## GIVEN INSTRUCTION
Please gather every line in the items below that contains the word "front", and copy each such line in full.

## AVAILABLE RECORDS
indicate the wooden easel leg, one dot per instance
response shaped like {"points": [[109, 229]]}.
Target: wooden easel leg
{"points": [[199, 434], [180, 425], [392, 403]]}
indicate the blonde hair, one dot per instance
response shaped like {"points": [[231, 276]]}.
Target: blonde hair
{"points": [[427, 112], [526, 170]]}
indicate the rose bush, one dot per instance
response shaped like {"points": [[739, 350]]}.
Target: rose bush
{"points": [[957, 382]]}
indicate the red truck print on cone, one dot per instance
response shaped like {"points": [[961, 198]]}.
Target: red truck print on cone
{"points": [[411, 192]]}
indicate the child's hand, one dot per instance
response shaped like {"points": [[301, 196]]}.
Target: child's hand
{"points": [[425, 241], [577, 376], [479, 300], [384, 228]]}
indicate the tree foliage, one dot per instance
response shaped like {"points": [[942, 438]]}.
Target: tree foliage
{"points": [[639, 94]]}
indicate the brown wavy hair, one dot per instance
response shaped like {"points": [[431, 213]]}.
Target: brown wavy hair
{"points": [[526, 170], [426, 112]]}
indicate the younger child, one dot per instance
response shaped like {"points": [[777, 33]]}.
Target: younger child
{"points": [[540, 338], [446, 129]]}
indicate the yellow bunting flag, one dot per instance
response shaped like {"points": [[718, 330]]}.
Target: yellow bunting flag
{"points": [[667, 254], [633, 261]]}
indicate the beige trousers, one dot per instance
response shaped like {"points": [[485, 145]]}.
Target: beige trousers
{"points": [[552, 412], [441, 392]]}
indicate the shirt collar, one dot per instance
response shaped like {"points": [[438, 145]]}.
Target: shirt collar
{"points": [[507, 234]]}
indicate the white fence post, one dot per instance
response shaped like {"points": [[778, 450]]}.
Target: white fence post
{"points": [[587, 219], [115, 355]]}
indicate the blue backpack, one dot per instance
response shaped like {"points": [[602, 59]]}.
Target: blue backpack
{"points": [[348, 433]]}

...

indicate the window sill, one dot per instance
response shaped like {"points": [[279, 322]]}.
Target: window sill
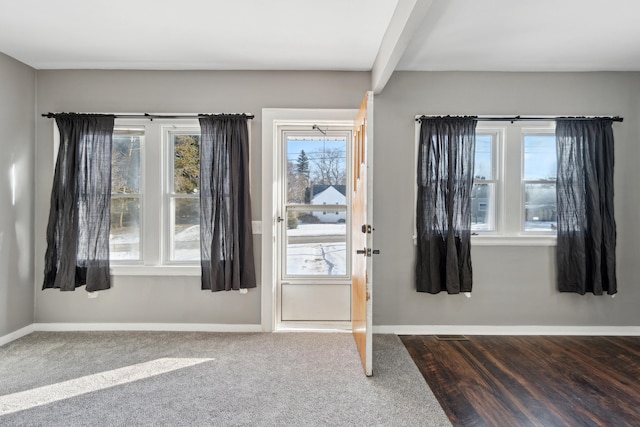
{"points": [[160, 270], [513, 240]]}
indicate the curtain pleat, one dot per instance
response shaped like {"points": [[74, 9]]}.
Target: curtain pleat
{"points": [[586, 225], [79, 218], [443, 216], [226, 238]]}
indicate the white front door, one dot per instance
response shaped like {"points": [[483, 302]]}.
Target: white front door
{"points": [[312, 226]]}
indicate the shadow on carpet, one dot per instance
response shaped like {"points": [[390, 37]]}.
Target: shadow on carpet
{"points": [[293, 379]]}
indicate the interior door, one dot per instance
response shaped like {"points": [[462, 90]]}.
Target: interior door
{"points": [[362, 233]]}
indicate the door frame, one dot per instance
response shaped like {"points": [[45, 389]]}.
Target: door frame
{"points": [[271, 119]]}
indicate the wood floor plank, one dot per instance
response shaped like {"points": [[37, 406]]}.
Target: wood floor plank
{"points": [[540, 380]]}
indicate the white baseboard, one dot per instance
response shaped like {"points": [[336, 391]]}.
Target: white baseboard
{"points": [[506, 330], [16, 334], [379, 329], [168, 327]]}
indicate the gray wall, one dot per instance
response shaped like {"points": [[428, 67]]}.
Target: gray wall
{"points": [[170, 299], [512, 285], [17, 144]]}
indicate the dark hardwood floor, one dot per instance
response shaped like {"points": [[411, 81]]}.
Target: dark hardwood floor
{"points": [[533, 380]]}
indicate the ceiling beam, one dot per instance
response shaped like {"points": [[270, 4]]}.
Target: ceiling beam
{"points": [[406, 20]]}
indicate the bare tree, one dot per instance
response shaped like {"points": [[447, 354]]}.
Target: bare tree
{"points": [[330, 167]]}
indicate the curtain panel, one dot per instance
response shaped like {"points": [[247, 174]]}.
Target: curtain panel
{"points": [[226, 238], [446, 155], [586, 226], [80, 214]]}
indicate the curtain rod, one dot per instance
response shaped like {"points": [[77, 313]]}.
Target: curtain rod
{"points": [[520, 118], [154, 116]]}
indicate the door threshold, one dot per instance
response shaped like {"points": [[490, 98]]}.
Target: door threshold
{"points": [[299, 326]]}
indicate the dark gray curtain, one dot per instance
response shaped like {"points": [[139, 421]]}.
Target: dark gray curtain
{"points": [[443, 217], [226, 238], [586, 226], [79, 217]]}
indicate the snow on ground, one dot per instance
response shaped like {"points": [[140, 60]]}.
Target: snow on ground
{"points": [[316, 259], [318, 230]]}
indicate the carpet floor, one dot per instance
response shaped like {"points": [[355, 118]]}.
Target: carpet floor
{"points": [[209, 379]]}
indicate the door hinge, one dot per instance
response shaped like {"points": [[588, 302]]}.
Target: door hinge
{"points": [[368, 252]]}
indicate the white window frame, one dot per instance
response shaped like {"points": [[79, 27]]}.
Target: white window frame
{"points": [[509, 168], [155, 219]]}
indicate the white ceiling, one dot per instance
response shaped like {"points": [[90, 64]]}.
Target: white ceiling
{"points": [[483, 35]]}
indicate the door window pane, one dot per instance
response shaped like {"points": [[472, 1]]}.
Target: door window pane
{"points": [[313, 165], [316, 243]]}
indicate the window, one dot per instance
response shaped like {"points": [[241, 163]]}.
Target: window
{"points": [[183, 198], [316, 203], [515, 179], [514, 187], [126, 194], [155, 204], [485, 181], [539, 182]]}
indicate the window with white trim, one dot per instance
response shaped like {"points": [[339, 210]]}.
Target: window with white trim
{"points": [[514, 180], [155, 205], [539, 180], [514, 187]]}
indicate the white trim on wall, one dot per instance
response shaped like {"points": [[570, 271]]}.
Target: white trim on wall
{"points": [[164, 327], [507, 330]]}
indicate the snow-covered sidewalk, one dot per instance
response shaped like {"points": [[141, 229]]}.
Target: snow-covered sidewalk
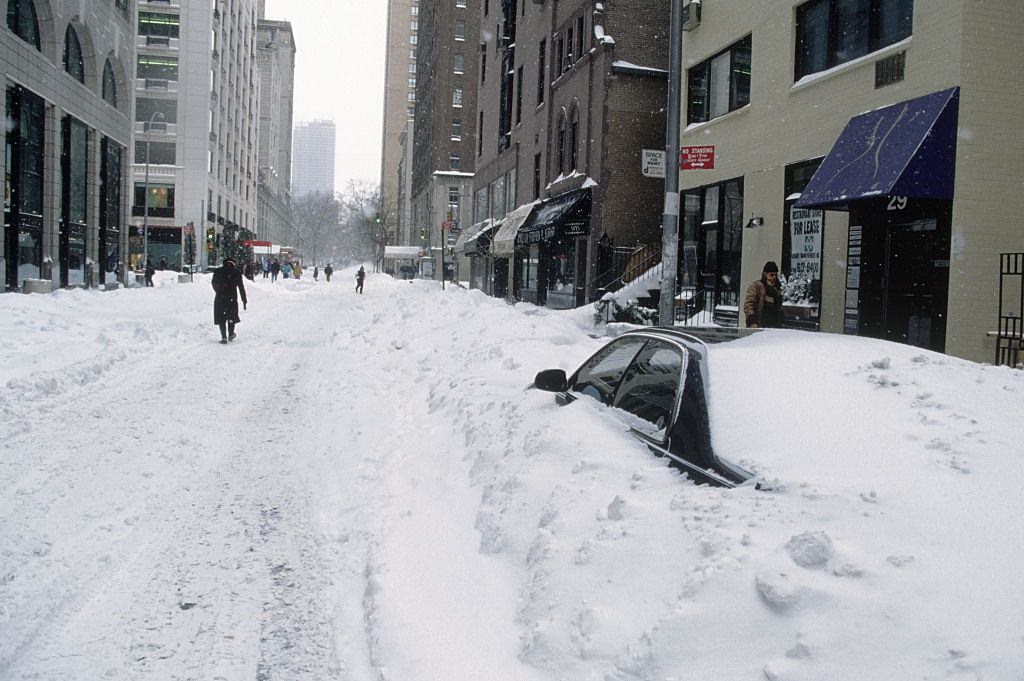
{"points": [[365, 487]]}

## FINISHED ANSWER
indicate the white front door, one dot per instance
Target: white front door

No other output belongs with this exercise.